▶ YOUR GOAL
How many lines in the rows below contain the string "street"? Case counts. Reply with the number alone.

====== DATASET ======

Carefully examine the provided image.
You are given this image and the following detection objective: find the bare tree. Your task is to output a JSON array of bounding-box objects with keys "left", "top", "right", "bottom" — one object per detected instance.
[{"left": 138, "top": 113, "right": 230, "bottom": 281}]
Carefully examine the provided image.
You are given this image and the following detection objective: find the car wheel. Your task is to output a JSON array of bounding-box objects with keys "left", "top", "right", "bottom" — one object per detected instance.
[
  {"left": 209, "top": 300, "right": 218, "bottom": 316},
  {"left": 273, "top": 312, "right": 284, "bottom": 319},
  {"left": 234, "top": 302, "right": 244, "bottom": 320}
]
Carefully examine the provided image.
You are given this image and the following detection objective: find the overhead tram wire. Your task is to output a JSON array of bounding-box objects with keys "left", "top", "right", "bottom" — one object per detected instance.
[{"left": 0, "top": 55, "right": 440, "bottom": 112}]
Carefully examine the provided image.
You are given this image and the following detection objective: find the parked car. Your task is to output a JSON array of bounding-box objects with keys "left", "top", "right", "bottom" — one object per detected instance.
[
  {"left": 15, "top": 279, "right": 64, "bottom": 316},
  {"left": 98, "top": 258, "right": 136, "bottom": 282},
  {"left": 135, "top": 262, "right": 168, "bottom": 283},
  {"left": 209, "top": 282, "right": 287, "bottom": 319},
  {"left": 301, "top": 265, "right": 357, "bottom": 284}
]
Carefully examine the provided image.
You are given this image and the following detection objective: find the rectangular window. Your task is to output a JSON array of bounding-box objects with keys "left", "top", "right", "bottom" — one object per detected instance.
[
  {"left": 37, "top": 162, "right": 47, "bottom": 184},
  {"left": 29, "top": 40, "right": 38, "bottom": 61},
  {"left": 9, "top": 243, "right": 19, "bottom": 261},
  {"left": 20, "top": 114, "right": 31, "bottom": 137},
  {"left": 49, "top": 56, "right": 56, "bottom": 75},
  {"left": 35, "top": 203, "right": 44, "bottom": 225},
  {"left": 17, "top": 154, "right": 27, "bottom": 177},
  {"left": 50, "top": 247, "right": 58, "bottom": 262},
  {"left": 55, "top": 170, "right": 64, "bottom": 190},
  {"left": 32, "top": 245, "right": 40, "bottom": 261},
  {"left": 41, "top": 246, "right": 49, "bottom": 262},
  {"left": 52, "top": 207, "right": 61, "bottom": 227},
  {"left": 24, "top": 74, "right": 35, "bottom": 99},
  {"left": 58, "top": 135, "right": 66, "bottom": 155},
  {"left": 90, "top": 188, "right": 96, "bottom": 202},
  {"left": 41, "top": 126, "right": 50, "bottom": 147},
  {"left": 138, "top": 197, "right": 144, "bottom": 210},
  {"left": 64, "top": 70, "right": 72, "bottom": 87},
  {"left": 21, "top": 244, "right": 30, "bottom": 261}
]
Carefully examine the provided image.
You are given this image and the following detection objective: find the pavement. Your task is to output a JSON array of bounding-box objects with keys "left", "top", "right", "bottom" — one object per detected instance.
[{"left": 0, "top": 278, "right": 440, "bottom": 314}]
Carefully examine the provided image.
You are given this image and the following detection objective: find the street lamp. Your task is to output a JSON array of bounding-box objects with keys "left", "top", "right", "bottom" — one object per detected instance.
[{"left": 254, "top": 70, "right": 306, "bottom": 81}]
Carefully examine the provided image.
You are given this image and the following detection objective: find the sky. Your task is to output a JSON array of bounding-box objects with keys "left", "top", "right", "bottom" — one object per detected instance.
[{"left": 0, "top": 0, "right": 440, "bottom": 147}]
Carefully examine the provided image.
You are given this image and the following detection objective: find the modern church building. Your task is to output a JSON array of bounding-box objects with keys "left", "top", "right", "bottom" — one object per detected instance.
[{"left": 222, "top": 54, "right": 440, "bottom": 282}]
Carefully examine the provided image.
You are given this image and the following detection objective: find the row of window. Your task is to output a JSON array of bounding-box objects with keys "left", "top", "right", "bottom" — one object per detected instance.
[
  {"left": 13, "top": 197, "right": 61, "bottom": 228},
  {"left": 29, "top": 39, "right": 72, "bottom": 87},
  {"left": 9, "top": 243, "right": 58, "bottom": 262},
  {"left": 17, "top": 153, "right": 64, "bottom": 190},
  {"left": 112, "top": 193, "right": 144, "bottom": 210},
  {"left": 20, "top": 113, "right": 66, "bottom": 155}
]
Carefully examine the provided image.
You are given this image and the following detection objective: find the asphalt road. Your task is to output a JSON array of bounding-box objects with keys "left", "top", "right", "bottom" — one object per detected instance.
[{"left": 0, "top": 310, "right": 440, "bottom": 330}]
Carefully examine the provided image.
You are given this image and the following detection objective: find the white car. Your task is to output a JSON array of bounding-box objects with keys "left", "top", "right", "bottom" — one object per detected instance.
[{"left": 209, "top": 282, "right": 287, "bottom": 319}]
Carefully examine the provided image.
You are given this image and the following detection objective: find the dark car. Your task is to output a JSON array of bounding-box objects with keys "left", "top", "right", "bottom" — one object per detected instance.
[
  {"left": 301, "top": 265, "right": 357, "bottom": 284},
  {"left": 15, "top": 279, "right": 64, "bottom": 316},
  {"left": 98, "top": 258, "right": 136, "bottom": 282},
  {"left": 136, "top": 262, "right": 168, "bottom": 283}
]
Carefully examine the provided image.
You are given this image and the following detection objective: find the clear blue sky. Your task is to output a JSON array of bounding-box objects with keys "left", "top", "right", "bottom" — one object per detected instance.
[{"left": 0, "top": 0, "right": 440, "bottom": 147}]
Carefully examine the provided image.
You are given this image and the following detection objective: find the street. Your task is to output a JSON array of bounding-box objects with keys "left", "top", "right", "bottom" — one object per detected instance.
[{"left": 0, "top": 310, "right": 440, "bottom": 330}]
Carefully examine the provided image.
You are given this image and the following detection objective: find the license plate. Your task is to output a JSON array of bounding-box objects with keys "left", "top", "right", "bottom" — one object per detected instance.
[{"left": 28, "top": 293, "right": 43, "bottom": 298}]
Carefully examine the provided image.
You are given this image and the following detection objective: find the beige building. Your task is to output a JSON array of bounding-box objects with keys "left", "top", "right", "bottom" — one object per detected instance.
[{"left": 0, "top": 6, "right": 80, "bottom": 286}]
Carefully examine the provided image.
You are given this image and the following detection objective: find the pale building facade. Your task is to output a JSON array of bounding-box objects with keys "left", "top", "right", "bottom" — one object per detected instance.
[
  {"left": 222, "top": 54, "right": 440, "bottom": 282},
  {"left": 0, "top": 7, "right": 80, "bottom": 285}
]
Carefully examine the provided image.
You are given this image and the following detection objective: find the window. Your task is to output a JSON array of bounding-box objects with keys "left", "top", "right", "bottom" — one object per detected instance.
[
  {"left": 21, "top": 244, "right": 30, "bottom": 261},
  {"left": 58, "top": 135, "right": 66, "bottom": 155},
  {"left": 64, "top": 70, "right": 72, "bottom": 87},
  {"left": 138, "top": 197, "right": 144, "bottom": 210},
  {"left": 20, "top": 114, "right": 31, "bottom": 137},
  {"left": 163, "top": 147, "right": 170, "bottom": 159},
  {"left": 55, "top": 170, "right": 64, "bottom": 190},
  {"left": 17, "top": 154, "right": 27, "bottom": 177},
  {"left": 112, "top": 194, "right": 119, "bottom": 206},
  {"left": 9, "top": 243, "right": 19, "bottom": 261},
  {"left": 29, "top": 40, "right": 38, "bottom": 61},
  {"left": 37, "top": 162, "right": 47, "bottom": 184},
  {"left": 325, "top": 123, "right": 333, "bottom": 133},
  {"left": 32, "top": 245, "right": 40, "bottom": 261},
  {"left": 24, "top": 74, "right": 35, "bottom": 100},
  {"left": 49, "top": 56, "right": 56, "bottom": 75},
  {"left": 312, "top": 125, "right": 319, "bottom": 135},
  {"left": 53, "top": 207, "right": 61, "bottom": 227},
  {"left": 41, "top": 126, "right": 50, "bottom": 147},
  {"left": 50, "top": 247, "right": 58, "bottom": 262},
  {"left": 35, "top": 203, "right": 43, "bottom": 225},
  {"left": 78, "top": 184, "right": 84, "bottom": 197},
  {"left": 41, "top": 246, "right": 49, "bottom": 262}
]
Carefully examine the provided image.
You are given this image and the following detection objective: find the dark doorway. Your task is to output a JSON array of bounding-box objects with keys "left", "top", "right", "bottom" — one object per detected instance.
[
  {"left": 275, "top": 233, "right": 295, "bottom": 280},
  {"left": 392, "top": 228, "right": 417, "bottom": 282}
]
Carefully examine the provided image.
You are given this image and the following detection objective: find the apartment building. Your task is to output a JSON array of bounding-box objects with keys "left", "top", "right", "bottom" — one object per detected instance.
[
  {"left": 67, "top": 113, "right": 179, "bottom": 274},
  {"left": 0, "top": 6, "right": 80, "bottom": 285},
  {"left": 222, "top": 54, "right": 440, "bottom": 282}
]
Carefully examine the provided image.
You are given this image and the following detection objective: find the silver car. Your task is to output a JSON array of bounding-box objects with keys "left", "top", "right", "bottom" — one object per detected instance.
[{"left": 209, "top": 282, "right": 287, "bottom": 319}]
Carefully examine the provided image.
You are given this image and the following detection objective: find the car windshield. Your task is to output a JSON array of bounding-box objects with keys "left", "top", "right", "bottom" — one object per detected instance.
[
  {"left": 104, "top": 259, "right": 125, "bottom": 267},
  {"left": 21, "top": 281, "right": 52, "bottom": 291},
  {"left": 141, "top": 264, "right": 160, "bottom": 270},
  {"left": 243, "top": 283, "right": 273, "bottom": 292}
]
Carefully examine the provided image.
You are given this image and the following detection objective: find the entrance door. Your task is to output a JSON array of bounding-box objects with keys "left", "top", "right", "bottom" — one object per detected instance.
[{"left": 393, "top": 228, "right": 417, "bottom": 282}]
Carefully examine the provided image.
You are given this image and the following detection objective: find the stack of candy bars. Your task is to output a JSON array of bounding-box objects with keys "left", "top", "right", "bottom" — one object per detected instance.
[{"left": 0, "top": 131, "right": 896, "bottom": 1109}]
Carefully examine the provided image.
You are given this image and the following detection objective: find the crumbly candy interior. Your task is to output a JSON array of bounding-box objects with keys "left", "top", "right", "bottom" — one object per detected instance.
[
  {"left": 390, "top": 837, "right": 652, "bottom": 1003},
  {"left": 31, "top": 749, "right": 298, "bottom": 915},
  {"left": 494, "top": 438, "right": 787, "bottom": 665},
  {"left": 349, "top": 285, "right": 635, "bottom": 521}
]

======

▶ SOLUTION BELOW
2